• [Data entries]:
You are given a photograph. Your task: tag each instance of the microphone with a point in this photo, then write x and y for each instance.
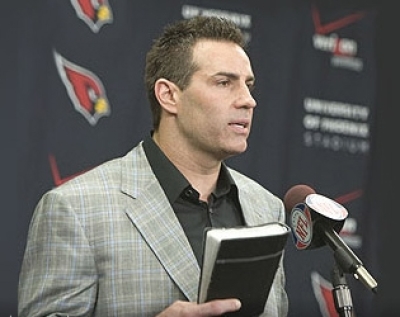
(316, 221)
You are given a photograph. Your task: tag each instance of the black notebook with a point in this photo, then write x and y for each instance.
(241, 262)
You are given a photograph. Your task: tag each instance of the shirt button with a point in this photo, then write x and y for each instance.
(189, 192)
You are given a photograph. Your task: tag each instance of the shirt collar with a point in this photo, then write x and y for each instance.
(171, 179)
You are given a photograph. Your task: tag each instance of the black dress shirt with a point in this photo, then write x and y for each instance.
(222, 210)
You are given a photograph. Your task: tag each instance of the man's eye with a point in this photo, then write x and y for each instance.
(223, 83)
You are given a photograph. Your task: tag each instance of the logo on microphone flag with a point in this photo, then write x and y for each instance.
(301, 223)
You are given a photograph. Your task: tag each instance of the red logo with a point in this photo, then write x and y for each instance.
(84, 89)
(95, 13)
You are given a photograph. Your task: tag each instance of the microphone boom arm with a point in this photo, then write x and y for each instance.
(345, 257)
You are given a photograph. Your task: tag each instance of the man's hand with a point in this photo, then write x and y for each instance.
(209, 309)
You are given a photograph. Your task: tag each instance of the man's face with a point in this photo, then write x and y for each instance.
(216, 109)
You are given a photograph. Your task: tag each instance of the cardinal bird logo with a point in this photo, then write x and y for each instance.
(95, 13)
(84, 89)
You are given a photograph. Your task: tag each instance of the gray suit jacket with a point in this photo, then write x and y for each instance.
(108, 243)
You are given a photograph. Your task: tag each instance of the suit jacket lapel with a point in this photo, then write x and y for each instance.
(153, 216)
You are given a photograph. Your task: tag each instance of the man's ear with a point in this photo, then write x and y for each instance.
(166, 93)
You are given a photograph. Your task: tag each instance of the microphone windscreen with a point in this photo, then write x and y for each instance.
(295, 195)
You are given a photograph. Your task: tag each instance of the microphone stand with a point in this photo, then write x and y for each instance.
(341, 293)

• [TASK PROMPT]:
Repeat the entries exactly and keep the pictures out of the copy.

• [THE COMPLETED TASK]:
You are given a photograph. Your task: tag each instance of the microphone with a point in this photo, then write x and y for each instance.
(316, 221)
You are given a photograph. Your task: tag each instance of the black notebook with a point in this photo, then write x and y for each instance.
(241, 262)
You are given a photograph. Your task: tag each instance of the shirt button with a point in this photo, then write x and y for each instance.
(189, 192)
You are given a photograph. Your task: tag each instance of the shirt collar with a point in this photo, then write x and y for each instance.
(171, 179)
You are given a photograph. Your task: tag each instance of the black dress shirt with a point in this photo, then write x and y for each instance.
(222, 210)
You are given a photograph. Your task: tag each instance of the man's eye with a point in this photo, then write x and y for each instance.
(223, 83)
You are given a photograph. Your task: tag each instance of the logo on microphone flag with a point in this photo, then write x and y for each instance.
(301, 223)
You are given a photograph. Your task: tag each instance of the red logo with a point in this photo, then write x and y for each instance.
(84, 89)
(95, 13)
You are given a photograph. Your task: tag each instance of the microphone boom arm with a point in this photo, then write x and y for each instance.
(345, 257)
You are given a photograph. Your task: tag each instance of the man's hand with a point in this photo, then write x and y for each instance.
(209, 309)
You are given a photograph. Your task: tag each instance of the man's face with a point in this photo, then write x and y for each instance.
(216, 109)
You are given a photograph. Your task: tag each instance of the cardinal bird logo with a point in this photo, then write x and y for each instance.
(95, 13)
(84, 89)
You are given a photograph. Your task: tag each instance of the gray suit jacket with a point in this photo, then write x and y for each instance.
(108, 243)
You are given a photograph. Your task: tag each instance of the suit jacket lapel with a point in this photo, then write x and y for each instance.
(153, 216)
You are given a photograph. Your task: tag each instance of the man's ear with a point in this photo, then write x and y for each instance.
(166, 93)
You are given a photograph. Your task: tag each instance of the microphone windscreen with a point in this photo, then write x and y for each instance.
(295, 195)
You are given a photograph. Your task: tag each instance of the microphone stand with a point in this photo, then write x and y for each instance.
(341, 293)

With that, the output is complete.